EXTRACTED DATA:
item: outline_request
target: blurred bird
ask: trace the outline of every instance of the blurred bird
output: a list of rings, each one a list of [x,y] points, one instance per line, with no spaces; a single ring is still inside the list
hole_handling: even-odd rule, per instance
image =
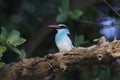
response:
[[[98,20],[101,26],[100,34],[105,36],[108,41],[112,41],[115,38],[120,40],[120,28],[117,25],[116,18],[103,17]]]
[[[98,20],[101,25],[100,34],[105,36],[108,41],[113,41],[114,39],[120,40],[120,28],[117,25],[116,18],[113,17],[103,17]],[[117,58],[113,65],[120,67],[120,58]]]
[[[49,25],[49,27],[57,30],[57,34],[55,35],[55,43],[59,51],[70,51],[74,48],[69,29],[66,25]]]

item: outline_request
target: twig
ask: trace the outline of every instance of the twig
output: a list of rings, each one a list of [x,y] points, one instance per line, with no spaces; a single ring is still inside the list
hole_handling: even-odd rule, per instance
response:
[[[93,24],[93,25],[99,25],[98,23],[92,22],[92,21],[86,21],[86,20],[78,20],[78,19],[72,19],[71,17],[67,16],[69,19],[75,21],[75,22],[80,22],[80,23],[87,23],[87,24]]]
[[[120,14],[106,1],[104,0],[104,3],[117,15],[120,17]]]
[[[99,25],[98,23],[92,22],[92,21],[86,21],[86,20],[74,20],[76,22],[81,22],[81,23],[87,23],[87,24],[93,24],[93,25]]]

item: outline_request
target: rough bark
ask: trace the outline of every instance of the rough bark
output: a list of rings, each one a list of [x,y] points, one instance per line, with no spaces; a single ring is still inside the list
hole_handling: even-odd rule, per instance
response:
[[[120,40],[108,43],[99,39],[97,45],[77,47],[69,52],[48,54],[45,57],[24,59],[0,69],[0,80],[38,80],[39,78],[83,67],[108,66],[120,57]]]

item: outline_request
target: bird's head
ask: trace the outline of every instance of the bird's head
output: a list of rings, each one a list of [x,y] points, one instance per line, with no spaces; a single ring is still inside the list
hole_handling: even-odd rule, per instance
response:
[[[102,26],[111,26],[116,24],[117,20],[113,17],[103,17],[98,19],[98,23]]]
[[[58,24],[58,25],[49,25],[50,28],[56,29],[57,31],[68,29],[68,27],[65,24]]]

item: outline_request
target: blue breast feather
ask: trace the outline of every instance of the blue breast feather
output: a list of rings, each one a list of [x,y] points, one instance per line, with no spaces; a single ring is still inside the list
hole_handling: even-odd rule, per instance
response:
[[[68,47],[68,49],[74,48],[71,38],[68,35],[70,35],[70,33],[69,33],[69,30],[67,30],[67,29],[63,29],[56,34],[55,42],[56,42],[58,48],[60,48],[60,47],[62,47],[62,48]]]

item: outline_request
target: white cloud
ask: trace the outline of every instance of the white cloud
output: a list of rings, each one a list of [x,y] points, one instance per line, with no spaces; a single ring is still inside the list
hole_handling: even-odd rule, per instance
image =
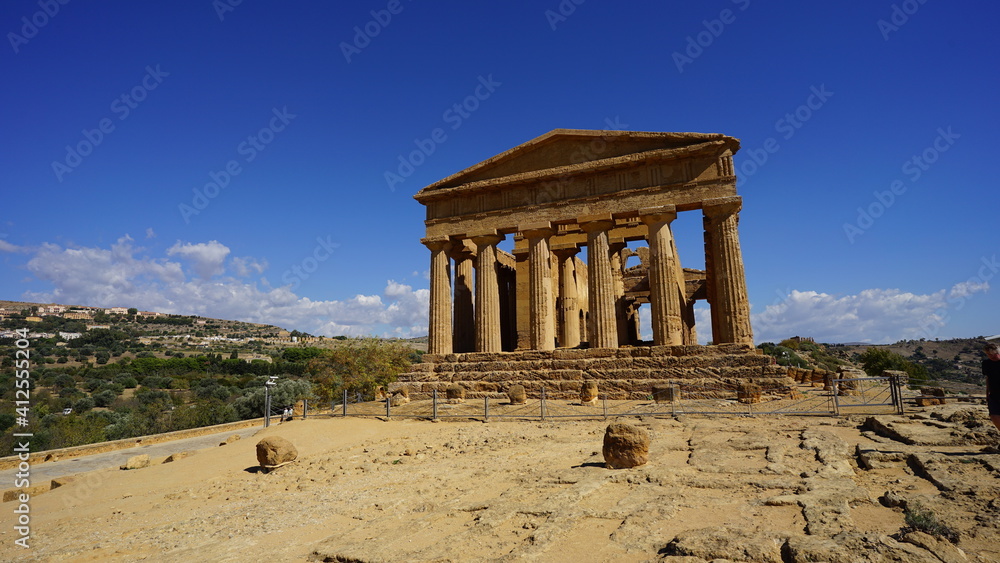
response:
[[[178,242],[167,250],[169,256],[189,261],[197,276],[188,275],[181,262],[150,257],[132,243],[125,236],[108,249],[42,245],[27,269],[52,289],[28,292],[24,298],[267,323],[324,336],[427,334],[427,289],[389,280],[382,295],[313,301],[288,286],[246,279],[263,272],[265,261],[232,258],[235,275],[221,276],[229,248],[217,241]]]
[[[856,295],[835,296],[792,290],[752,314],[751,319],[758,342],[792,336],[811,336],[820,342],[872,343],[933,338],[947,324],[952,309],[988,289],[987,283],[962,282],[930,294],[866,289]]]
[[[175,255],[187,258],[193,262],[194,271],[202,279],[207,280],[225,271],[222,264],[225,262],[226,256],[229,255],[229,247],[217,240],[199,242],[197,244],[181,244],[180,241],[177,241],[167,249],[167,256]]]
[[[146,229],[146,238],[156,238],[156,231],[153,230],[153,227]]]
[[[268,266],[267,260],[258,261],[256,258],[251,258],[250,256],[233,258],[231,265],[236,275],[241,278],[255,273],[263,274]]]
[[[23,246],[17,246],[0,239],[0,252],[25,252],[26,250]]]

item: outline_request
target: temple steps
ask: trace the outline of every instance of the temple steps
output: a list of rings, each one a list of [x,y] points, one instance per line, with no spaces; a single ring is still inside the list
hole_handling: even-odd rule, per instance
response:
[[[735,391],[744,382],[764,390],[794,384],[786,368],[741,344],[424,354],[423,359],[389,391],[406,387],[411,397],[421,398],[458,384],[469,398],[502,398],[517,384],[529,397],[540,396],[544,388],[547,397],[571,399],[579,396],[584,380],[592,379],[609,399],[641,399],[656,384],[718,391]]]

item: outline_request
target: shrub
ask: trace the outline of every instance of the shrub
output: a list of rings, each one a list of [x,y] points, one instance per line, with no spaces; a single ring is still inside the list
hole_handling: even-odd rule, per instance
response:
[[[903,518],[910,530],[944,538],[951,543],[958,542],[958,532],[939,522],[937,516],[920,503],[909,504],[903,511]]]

TASK TO CARRY OUT:
Return, word for word, the lines of the data above from the line with "target: rough bark" through the line with "ask: trace the outline of every instance of the bird's", inclusive.

PROBLEM SOLUTION:
target: rough bark
ask: trace the outline of every instance of the rough bark
output: a list of rings, each one a list of [x,y] points, one instance per line, with no spaces; a single ring is still inside the list
hole_handling: even-odd rule, per instance
response:
[[[120,40],[108,43],[99,39],[97,45],[77,47],[69,52],[48,54],[45,57],[24,59],[0,69],[0,80],[38,80],[39,78],[83,67],[108,66],[120,57]]]

item: outline_request
target: bird's head
ask: trace the outline of every instance of the bird's head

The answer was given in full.